**Assignment**
The answer must consist of every line from the entries below that contains the word "garage".
*** Material to process ***
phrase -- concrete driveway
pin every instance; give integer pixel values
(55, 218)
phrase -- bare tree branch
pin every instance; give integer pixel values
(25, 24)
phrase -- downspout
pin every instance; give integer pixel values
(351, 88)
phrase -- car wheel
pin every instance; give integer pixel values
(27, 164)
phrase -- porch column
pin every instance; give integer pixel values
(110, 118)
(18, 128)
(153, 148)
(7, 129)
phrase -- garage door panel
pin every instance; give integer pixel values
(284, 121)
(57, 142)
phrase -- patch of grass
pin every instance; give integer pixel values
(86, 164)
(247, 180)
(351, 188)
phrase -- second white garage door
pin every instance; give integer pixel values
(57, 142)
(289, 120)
*** End of Material to process ***
**Response box**
phrase -- garage door panel
phrase -- second white garage door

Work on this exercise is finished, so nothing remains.